__Activity__: For the entries below, print exactly the lines between the line holding "Task: annotate every instance of the distant" and the line holding "Query: brown hair", inclusive, and nothing else.

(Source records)

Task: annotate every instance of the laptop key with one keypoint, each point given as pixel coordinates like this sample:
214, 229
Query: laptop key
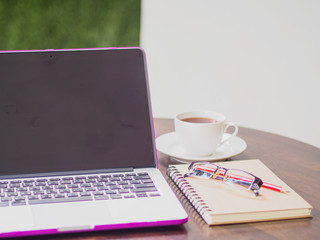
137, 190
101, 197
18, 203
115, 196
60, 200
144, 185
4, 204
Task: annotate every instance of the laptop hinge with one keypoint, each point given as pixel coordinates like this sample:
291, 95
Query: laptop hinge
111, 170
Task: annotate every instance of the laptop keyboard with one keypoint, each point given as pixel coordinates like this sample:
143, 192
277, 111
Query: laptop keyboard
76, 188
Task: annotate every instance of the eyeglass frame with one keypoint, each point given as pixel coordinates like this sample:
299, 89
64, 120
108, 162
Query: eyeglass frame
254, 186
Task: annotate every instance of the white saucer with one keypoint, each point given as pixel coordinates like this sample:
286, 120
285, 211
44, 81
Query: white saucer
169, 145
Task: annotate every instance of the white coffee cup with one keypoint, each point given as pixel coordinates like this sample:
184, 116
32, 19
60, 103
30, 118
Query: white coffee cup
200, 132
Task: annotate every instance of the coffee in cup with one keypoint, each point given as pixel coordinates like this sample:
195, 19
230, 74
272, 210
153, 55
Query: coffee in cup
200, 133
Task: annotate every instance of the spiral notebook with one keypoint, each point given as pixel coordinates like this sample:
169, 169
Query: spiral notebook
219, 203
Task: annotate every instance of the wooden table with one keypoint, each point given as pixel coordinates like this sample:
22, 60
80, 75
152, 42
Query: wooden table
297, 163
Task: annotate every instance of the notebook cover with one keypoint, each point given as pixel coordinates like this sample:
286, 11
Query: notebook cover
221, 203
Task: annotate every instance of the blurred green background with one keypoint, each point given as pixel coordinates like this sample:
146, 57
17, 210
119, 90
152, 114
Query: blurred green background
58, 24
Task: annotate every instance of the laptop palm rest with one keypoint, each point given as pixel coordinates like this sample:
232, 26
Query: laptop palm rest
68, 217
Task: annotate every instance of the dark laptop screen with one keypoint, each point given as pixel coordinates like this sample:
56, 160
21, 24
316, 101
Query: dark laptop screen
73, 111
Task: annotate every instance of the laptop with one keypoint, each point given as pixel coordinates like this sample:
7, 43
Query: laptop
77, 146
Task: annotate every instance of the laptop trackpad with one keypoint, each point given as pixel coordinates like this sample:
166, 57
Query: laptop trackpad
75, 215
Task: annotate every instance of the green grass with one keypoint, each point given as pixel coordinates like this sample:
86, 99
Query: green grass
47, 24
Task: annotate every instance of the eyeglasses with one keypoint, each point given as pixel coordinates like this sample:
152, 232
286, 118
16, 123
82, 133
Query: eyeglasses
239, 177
* * *
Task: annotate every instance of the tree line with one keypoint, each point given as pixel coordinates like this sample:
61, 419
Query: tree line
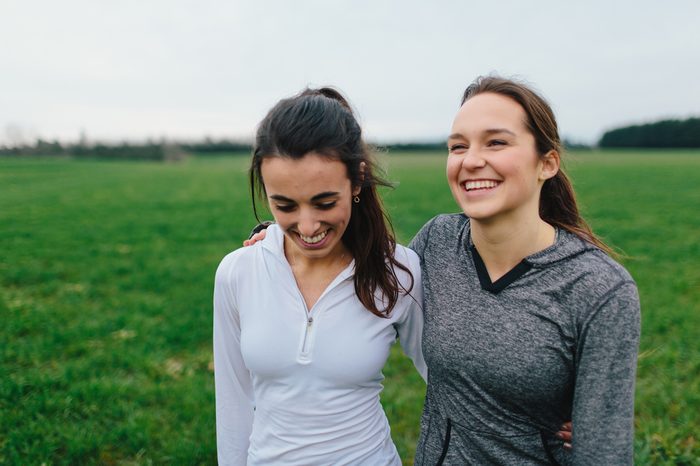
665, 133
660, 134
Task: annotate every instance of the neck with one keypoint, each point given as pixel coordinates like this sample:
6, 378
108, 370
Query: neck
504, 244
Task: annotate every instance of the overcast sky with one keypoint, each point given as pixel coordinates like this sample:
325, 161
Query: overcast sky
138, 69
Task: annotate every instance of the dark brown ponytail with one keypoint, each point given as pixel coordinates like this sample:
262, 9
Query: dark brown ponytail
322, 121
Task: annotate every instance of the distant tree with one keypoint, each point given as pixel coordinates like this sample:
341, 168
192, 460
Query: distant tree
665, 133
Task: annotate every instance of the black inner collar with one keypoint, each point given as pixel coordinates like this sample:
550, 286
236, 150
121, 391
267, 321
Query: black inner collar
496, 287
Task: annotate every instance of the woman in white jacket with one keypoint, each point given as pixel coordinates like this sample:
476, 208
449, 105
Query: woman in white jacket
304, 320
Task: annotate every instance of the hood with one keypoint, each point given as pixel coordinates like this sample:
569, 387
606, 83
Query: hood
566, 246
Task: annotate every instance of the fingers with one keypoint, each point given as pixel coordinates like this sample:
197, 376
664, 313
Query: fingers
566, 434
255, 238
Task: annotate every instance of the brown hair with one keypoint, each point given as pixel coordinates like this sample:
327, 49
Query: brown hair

__Exercise output__:
Task: annotate every instance of the distant tree with one keypoint, each point given as pixel coordinates like this sample:
341, 168
192, 460
Query: distant tree
665, 133
Task: annotate every instance of the black inner collar with one keypoint, each point given as pixel coordinates like this sample:
550, 286
236, 150
121, 391
267, 321
Query: black inner collar
496, 287
Task: annotate every instance of the woman in white jacket with one keypoint, each point given as pixel coordinates like this sample:
476, 208
449, 105
Query: woman in white jacket
304, 320
Task: annotate every instance of the hood with one keypoint, each point given as pixel coordinates like this sample:
569, 387
606, 83
Query: hood
566, 246
Task: annotate every instance of the fingers with one keypoint, each point given as pixel coordinates like this sample:
197, 376
664, 313
Query: fingers
566, 434
255, 238
Task: annotate every instance of the brown hair with one keypoint, each point given as pixel coordinates like this sample:
327, 49
Query: brown hair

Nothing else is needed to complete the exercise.